Each line starting at the one that contains "Mark one point on every instance of the sofa" and ending at the one that contains "Mark one point on every instance of the branch" must be returned exactly, and the rest of the listing is left out.

INFORMATION SUPPLIED:
+===+
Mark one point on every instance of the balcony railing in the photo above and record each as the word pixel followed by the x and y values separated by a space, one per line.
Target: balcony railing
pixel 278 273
+===+
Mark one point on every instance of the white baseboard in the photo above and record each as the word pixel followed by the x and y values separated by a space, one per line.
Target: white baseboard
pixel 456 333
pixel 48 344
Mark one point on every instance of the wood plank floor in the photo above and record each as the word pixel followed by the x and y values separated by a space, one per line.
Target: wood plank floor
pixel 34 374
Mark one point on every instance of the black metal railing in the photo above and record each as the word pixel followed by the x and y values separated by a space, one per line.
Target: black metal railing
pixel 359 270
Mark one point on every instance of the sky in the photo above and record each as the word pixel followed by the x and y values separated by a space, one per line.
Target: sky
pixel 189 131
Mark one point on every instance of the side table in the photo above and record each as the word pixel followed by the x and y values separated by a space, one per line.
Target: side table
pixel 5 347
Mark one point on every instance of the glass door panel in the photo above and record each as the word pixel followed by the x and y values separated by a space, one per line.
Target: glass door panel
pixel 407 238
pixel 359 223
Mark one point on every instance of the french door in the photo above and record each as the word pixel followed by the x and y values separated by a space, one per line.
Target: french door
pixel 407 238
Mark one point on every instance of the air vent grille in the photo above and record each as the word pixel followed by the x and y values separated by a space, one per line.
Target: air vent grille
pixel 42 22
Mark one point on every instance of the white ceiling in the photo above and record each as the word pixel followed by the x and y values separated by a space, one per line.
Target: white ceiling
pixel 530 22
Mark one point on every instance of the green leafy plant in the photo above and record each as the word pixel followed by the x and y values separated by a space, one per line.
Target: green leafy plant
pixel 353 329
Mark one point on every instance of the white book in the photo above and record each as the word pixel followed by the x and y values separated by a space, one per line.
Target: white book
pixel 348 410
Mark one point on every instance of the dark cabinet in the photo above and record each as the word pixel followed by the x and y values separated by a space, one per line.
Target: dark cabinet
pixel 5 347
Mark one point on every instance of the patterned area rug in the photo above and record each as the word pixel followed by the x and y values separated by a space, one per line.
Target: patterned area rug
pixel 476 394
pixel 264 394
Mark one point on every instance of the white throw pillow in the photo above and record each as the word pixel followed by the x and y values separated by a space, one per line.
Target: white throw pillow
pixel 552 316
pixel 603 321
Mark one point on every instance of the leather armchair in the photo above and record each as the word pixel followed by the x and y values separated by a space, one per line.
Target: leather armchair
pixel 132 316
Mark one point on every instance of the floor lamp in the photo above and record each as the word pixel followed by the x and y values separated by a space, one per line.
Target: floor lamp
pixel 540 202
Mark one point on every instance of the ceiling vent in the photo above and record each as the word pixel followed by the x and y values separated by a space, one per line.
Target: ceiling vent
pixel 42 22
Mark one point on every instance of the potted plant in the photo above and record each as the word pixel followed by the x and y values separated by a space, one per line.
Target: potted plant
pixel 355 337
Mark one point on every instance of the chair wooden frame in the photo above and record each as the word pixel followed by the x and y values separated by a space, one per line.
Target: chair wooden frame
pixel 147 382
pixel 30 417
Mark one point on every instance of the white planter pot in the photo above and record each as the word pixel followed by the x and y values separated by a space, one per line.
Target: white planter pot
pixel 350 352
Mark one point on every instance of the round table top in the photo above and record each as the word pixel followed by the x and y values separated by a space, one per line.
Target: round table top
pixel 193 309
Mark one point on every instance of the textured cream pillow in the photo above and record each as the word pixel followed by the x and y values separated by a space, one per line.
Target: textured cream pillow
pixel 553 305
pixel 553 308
+===+
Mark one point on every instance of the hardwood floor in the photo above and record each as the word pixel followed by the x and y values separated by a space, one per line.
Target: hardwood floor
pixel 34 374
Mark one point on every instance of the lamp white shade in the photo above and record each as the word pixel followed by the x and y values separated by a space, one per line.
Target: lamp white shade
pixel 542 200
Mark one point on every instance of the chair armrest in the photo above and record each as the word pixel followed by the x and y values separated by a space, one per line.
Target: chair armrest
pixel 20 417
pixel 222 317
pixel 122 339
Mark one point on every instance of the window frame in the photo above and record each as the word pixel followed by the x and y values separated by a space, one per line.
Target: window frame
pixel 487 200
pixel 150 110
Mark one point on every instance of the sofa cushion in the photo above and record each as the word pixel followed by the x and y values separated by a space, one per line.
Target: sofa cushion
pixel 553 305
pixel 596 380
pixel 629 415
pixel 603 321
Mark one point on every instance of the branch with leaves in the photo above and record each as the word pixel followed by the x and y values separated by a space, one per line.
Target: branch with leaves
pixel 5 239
+===+
REPLY:
Mark one point on every instance of the sofa cushion in the photo above and record each as the word pixel followed by the x and y values separated by a space, one per line.
Target: sofa cushion
pixel 553 305
pixel 596 380
pixel 629 415
pixel 603 321
Mark one point on every instance of the branch with leaves in the photo above and record each as the word pixel followed by the x and y values separated by a space, one per line.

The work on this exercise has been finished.